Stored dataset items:
______
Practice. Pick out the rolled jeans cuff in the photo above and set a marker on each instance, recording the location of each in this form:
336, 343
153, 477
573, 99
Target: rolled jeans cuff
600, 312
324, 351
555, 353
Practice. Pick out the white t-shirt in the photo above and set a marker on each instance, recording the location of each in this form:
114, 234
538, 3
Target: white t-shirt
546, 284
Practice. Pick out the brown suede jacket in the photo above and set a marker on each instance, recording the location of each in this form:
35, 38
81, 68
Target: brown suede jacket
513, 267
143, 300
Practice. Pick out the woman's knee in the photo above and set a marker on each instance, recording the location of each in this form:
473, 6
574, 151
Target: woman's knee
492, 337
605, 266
______
> **Required action**: What you give back should be the lines from the one with "Target: rolled jeans cuff" to the end of the data, copied exactly, both ends included.

> **Expected answer**:
Target: rolled jeans cuff
600, 312
324, 351
555, 353
Practice. Pick out the white t-shirt in the photo above and set a marker on each instance, recording the location of each in this form:
114, 234
538, 3
Target: white t-shirt
546, 284
Practice. Pick out the brown suede jacket in the photo above and set a marker on each instance, recording the location of each in this form:
35, 38
81, 68
Target: brown suede jacket
513, 267
143, 300
Practice. Pick out the woman's knee in the photo above and set a marker on each instance, recording the location of each in this form:
473, 6
574, 151
Target: woman's knee
492, 337
605, 266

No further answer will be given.